● DOCUMENT EXCERPT
LOS ANGELES, CALIF.- On 2 February, Hauser & Wirth opened the first Los Angeles solo exhibition of the renowned Chinese artist, Zeng Fanzhi. Featuring a series of monumental, abstract landscapes presented harmoniously within the distinctive soaring space of the South Gallery, this exhibition marks the latest in Hauser & Wirth’s ongoing series of Los Angeles presentations conceived to introduce the city to the oeuvres of foremost international contemporary artists, further forging connections across geographical and cultural territories. A pioneer of contemporary Chinese art, Zeng is celebrated globally for his constantly evolving style and subject matter, and the works on view herald his latest artistic breakthroughs that contemplate the intersection of Western art and style with traditional Chinese subject matter and philosophy.

● DATA SHOWN

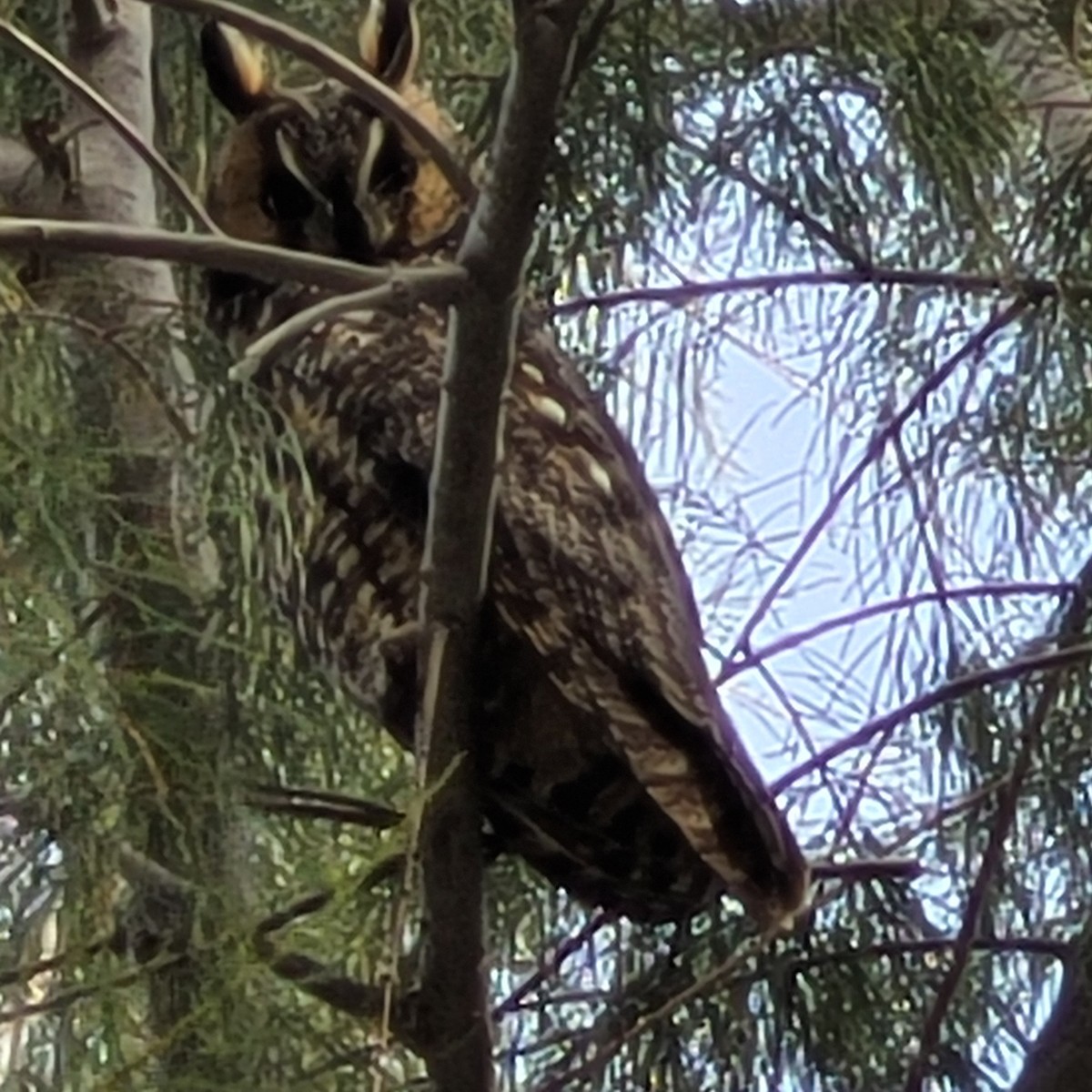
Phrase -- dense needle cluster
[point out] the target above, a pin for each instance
(605, 757)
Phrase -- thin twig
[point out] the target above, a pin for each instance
(680, 294)
(1073, 625)
(973, 347)
(551, 966)
(790, 642)
(223, 252)
(116, 120)
(956, 688)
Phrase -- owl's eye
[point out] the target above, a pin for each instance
(284, 197)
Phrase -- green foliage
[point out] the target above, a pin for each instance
(693, 147)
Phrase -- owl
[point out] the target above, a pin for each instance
(605, 758)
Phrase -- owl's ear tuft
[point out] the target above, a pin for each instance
(389, 41)
(234, 68)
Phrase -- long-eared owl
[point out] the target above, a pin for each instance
(606, 759)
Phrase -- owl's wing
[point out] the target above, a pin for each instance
(584, 571)
(584, 566)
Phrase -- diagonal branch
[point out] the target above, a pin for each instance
(257, 259)
(972, 348)
(118, 121)
(1073, 625)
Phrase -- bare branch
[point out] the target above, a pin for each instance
(255, 259)
(972, 348)
(956, 688)
(889, 606)
(458, 545)
(121, 125)
(681, 294)
(1073, 626)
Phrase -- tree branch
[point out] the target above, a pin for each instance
(1073, 625)
(972, 348)
(461, 512)
(256, 259)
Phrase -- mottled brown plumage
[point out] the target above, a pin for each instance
(607, 760)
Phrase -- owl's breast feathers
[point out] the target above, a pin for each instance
(611, 764)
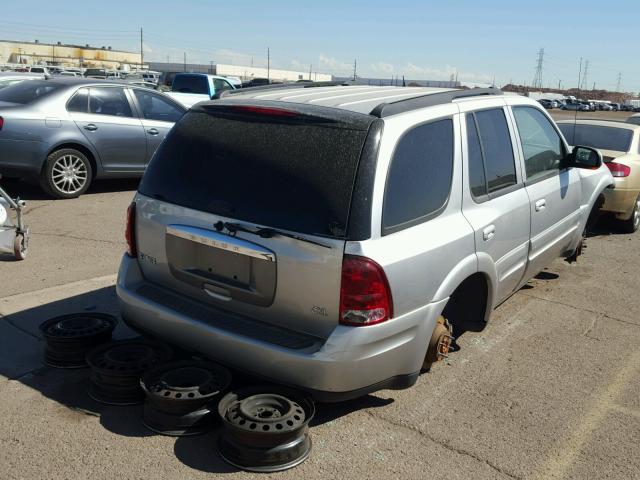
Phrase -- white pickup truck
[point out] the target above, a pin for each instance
(191, 88)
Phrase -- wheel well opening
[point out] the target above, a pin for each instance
(81, 148)
(467, 305)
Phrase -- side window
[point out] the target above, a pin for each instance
(497, 151)
(219, 85)
(154, 107)
(419, 178)
(109, 101)
(79, 102)
(542, 146)
(477, 179)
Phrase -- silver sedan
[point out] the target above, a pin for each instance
(66, 132)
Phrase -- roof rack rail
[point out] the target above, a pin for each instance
(276, 86)
(429, 100)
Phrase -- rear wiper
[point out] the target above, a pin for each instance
(265, 232)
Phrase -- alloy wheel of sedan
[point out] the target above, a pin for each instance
(69, 174)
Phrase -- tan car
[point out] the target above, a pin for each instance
(619, 143)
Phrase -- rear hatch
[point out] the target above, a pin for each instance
(245, 208)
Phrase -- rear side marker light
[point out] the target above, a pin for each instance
(618, 169)
(365, 296)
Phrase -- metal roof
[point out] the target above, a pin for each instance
(356, 98)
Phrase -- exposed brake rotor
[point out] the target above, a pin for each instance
(440, 343)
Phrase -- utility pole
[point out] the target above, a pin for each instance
(537, 79)
(619, 84)
(585, 75)
(580, 74)
(141, 50)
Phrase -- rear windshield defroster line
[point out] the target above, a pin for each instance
(288, 173)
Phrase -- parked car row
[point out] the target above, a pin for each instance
(65, 132)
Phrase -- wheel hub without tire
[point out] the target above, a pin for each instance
(440, 343)
(265, 429)
(180, 396)
(116, 369)
(70, 337)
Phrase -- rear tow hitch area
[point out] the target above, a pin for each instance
(440, 343)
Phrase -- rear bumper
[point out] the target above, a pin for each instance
(351, 362)
(21, 158)
(620, 200)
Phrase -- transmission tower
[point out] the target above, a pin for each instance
(585, 76)
(537, 79)
(619, 84)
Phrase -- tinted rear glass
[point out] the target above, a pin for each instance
(291, 173)
(191, 84)
(27, 91)
(605, 138)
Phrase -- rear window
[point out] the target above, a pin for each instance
(294, 173)
(27, 92)
(191, 84)
(604, 138)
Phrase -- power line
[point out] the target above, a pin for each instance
(619, 83)
(537, 79)
(585, 76)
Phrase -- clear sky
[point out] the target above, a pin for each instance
(419, 39)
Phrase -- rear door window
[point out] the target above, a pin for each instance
(79, 102)
(541, 144)
(109, 101)
(419, 178)
(191, 84)
(596, 136)
(477, 179)
(497, 150)
(220, 85)
(279, 169)
(155, 107)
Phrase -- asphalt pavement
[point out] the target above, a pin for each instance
(550, 389)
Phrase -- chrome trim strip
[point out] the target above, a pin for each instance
(221, 241)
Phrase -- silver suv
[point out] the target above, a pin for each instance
(318, 236)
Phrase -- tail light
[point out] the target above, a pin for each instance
(365, 296)
(130, 232)
(618, 169)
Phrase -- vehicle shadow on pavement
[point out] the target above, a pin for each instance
(30, 191)
(22, 359)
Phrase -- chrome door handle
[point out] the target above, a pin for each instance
(489, 232)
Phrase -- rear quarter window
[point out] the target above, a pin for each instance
(419, 178)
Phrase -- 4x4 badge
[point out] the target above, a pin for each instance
(319, 311)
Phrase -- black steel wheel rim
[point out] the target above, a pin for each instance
(181, 396)
(116, 369)
(265, 429)
(70, 337)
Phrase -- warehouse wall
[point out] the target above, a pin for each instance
(38, 53)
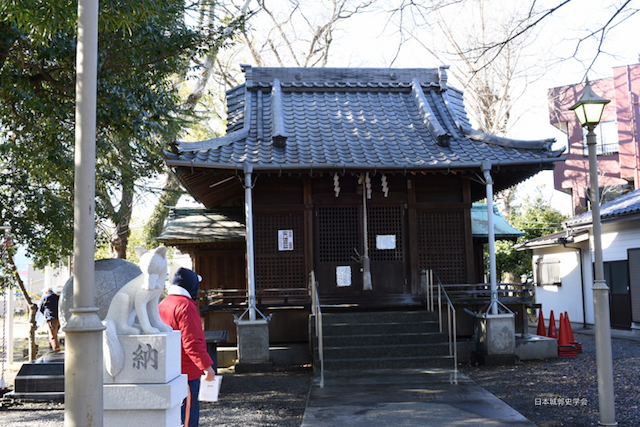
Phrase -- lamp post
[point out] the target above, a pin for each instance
(589, 111)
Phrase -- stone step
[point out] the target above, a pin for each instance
(386, 351)
(385, 339)
(379, 328)
(389, 363)
(379, 317)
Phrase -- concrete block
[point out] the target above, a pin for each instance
(536, 347)
(496, 333)
(143, 397)
(149, 359)
(143, 418)
(253, 341)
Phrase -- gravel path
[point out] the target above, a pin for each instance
(537, 389)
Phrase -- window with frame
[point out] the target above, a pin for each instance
(548, 270)
(606, 139)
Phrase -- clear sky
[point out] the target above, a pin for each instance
(370, 40)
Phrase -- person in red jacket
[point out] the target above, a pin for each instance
(179, 310)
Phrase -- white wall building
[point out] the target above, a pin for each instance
(563, 265)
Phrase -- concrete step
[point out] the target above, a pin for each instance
(379, 317)
(389, 363)
(379, 328)
(385, 339)
(386, 351)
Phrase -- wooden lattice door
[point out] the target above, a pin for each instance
(339, 240)
(386, 225)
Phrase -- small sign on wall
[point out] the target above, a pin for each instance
(343, 276)
(285, 240)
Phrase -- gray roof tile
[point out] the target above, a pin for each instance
(629, 204)
(354, 117)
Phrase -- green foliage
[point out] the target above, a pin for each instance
(143, 46)
(536, 219)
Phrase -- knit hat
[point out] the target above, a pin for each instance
(188, 280)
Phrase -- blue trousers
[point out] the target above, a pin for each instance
(190, 409)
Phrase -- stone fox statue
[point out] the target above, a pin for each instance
(138, 299)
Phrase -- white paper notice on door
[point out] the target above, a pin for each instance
(343, 276)
(385, 241)
(285, 240)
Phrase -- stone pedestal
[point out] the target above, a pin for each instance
(253, 346)
(149, 389)
(496, 338)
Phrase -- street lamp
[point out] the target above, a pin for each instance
(589, 111)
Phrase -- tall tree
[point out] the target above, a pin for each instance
(290, 33)
(144, 46)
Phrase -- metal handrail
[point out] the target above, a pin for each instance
(317, 314)
(430, 280)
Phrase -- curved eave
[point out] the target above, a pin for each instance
(541, 144)
(173, 161)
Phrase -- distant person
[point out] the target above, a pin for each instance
(179, 310)
(49, 308)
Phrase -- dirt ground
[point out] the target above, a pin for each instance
(21, 346)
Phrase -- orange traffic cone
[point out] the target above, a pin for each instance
(553, 332)
(541, 329)
(563, 339)
(565, 350)
(572, 340)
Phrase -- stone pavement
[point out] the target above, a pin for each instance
(405, 397)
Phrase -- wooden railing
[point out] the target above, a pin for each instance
(480, 293)
(221, 299)
(436, 297)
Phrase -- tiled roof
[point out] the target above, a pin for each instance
(501, 228)
(193, 225)
(203, 226)
(626, 205)
(317, 118)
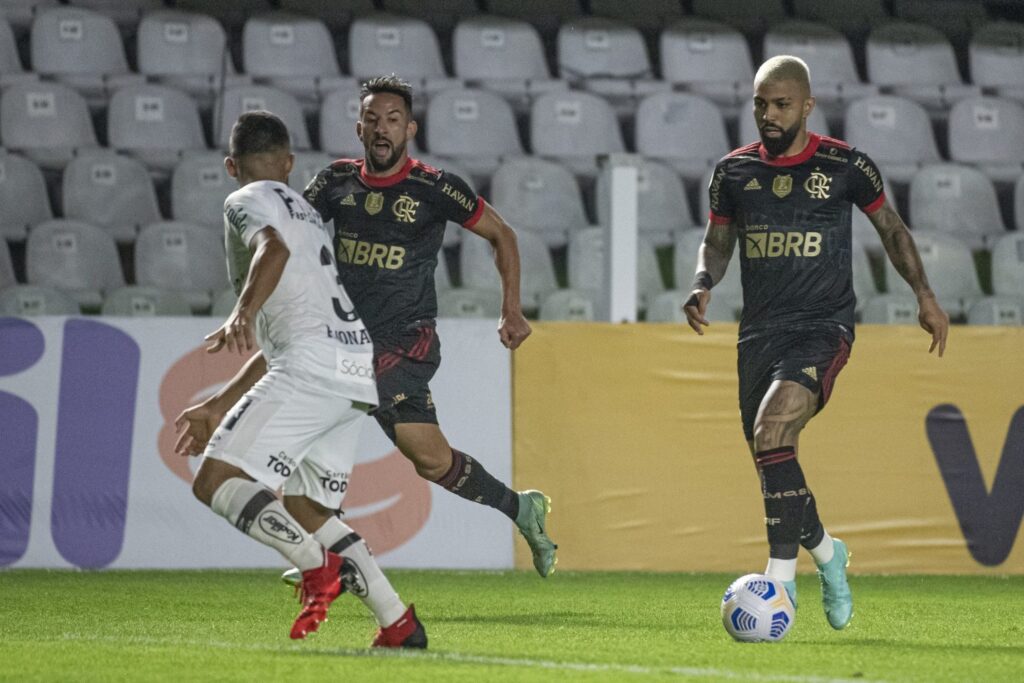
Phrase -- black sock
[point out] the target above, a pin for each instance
(468, 479)
(785, 500)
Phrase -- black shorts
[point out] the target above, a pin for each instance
(810, 355)
(404, 365)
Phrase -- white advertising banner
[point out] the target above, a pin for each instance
(87, 407)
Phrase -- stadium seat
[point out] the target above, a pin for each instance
(996, 310)
(571, 305)
(586, 265)
(137, 301)
(23, 197)
(989, 133)
(28, 300)
(464, 302)
(475, 127)
(292, 52)
(890, 309)
(609, 58)
(186, 50)
(504, 55)
(710, 58)
(381, 44)
(950, 271)
(541, 196)
(895, 132)
(83, 49)
(996, 54)
(683, 130)
(233, 101)
(476, 263)
(1008, 265)
(916, 61)
(727, 297)
(110, 190)
(48, 122)
(75, 257)
(662, 205)
(574, 127)
(156, 124)
(955, 200)
(199, 185)
(182, 258)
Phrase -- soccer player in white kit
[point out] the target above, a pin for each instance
(291, 418)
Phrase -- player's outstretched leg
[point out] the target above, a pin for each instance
(534, 509)
(836, 596)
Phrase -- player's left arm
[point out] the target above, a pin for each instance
(513, 328)
(902, 252)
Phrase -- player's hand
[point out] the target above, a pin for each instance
(513, 330)
(935, 322)
(695, 308)
(195, 426)
(236, 334)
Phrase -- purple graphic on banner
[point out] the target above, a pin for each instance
(22, 344)
(96, 414)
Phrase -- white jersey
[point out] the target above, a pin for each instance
(308, 326)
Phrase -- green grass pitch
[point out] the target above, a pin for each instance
(232, 626)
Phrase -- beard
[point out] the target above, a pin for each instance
(778, 145)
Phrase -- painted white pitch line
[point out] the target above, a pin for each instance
(458, 657)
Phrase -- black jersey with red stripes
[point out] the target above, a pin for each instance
(387, 236)
(794, 221)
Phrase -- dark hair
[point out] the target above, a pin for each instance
(391, 84)
(256, 132)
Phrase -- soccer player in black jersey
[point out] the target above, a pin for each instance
(389, 213)
(788, 200)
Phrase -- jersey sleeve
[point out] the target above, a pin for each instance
(721, 208)
(866, 188)
(458, 202)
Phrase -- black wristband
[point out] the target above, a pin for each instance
(702, 281)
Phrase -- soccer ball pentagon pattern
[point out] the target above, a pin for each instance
(756, 608)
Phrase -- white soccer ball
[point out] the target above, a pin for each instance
(756, 608)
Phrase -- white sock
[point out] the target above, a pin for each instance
(822, 553)
(254, 510)
(369, 584)
(781, 569)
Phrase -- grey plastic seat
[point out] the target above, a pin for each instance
(233, 101)
(29, 300)
(475, 127)
(156, 124)
(710, 58)
(292, 52)
(958, 201)
(989, 133)
(686, 131)
(916, 61)
(112, 191)
(24, 201)
(574, 127)
(199, 186)
(81, 48)
(950, 271)
(186, 50)
(48, 122)
(538, 195)
(476, 263)
(895, 132)
(183, 258)
(663, 208)
(75, 257)
(137, 301)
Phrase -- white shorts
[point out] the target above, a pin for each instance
(286, 432)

● CHALLENGES
1. Repeat the passage about the Zeng Fanzhi exhibition word for word, starting at "LOS ANGELES, CALIF.- On" and ending at "matter and philosophy.".
2. Transcribe the listing exactly, starting at the line that contains "Phrase -- black jersey with red stripes" and ending with the last line of the listing.
The listing is unrelated to the passage about the Zeng Fanzhi exhibition.

● ANSWER SET
1.
LOS ANGELES, CALIF.- On 2 February, Hauser & Wirth opened the first Los Angeles solo exhibition of the renowned Chinese artist, Zeng Fanzhi. Featuring a series of monumental, abstract landscapes presented harmoniously within the distinctive soaring space of the South Gallery, this exhibition marks the latest in Hauser & Wirth’s ongoing series of Los Angeles presentations conceived to introduce the city to the oeuvres of foremost international contemporary artists, further forging connections across geographical and cultural territories. A pioneer of contemporary Chinese art, Zeng is celebrated globally for his constantly evolving style and subject matter, and the works on view herald his latest artistic breakthroughs that contemplate the intersection of Western art and style with traditional Chinese subject matter and philosophy.

2.
Phrase -- black jersey with red stripes
[point out] the target above, a pin for each instance
(387, 236)
(794, 221)
Phrase -- dark hair
[point out] the target above, a pin for each instance
(391, 84)
(256, 132)
Phrase -- soccer player in black jersey
[point out] the target above, a pin for each instance
(389, 213)
(788, 200)
Phrase -- jersey sleeve
[point out] the target above, a pin for each instance
(721, 208)
(866, 188)
(458, 202)
Phrase -- black wristband
[point out] the target above, a pin for each instance
(702, 281)
Phrase -- soccer ball pentagon pattern
[point out] the target above, a pin for each instance
(756, 608)
Phrase -- white soccer ball
[point out] the target above, a pin for each instance
(756, 608)
Phrase -- white sock
[point out] the target above, a pin for each instance
(822, 553)
(254, 510)
(369, 584)
(781, 569)
Phrase -- grey plastic seat
[point out] the target above, a pin for each instance
(233, 101)
(29, 300)
(475, 127)
(156, 124)
(710, 58)
(292, 52)
(958, 201)
(989, 133)
(686, 131)
(916, 61)
(112, 191)
(24, 201)
(574, 127)
(199, 186)
(81, 48)
(950, 271)
(186, 50)
(48, 122)
(538, 195)
(476, 263)
(895, 132)
(183, 258)
(663, 208)
(75, 257)
(137, 301)
Phrase -- white shorts
[point out] the target above, a pin for each instance
(286, 432)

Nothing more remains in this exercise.